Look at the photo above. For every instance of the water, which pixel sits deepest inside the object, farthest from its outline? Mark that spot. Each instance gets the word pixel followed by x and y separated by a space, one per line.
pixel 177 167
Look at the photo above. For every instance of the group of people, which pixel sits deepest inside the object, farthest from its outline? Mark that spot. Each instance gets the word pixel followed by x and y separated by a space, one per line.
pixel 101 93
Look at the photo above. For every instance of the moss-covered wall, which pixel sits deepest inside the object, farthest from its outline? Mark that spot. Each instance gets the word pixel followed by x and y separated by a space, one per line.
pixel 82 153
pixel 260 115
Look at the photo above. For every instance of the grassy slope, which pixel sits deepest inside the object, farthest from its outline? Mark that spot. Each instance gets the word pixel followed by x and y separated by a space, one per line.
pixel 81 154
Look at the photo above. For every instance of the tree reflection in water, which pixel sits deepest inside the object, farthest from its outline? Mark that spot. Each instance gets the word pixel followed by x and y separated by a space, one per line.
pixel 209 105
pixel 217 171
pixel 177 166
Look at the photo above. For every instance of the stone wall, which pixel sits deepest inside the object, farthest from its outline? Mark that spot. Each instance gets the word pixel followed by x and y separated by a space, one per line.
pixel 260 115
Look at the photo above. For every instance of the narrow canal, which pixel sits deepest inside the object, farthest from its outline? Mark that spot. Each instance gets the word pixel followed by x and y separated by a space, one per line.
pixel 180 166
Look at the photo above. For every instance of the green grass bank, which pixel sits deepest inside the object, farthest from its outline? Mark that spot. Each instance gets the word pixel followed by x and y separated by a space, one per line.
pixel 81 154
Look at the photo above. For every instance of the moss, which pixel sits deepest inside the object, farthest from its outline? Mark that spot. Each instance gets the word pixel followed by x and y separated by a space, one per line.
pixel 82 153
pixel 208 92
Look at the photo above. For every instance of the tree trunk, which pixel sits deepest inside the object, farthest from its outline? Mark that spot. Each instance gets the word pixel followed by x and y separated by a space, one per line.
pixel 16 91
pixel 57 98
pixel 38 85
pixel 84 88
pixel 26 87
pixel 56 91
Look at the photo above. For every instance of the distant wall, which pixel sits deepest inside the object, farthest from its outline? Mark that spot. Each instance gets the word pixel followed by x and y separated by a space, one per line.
━━━━━━━━━━━━━━━━
§ **Exercise objective**
Can you arrange every entry above as a JSON list of strings, one string per line, with blank lines left out?

§ **Output of the task**
[
  "Look at the photo above. For every instance of the water, which pixel sits deepest inside the object, farthest from its outline? Mark that spot. Each instance gets the word pixel followed by x and y separated by a space, one per line.",
  "pixel 177 167",
  "Look at the photo above. For every instance of the group of people, which pixel sits deepest inside the object, farthest from its outline? Mark that spot. Each instance gets the word pixel followed by x and y separated by a space, one per line.",
  "pixel 101 93",
  "Look at the photo above. For every instance of the moss-covered wall, which pixel sits deepest inside the object, farthest from its outline? Mark that spot. Each instance gets the word pixel followed by x and y separated by a space, one per line.",
  "pixel 82 153",
  "pixel 260 115",
  "Look at the photo above. For every instance of the grassy slope, which pixel sits deepest inside the object, farthest from its outline? Mark that spot. Each instance gets the word pixel followed by x and y separated by a space, one per line.",
  "pixel 81 154",
  "Look at the photo above. For every instance of the tree reflection in water, which pixel sits deepest inside the object, farthest from its outline? Mark that spot. Each instance gets the word pixel followed by x and y separated by a space, one per line.",
  "pixel 209 105",
  "pixel 217 171",
  "pixel 177 166",
  "Look at the photo above. For every instance of the stone wall, which pixel sits deepest inside the object, farthest from its outline? Mark that spot. Each instance gets the word pixel followed by x and y separated by a space, one per line.",
  "pixel 260 115",
  "Look at the photo above. For every instance of the narrow canal, which pixel sits deepest inside the object, farthest from its outline? Mark that spot. Each instance gets the word pixel followed by x and y separated by a space, one per line.",
  "pixel 180 166",
  "Look at the photo above. For every instance of the green grass bank, which pixel sits deepest inside the object, farthest from its outline? Mark that spot. Each instance gets the word pixel followed by x and y separated by a space, one per line.",
  "pixel 81 154",
  "Look at the photo above. For every instance of the moss, which pixel sits deepest inside the object, farthest from its outline? Mark that spot. Each instance gets the word pixel followed by x and y separated by a space, one per line.",
  "pixel 82 153",
  "pixel 208 92",
  "Look at the photo above. For every instance of the tree trunk, which pixel sits deepest inside the object, farthest from its outline? Mark that spot. Each instance gets the word pixel followed by x and y separated by a space, one per line.",
  "pixel 16 91",
  "pixel 57 98",
  "pixel 38 85",
  "pixel 84 88",
  "pixel 26 87",
  "pixel 56 91",
  "Look at the photo above. For every instance of the distant wall, which pixel sits deepest inside the object, farthest from its outline? Mark that spot. Each instance gets the word pixel followed by x and y separated by a space, one per line."
]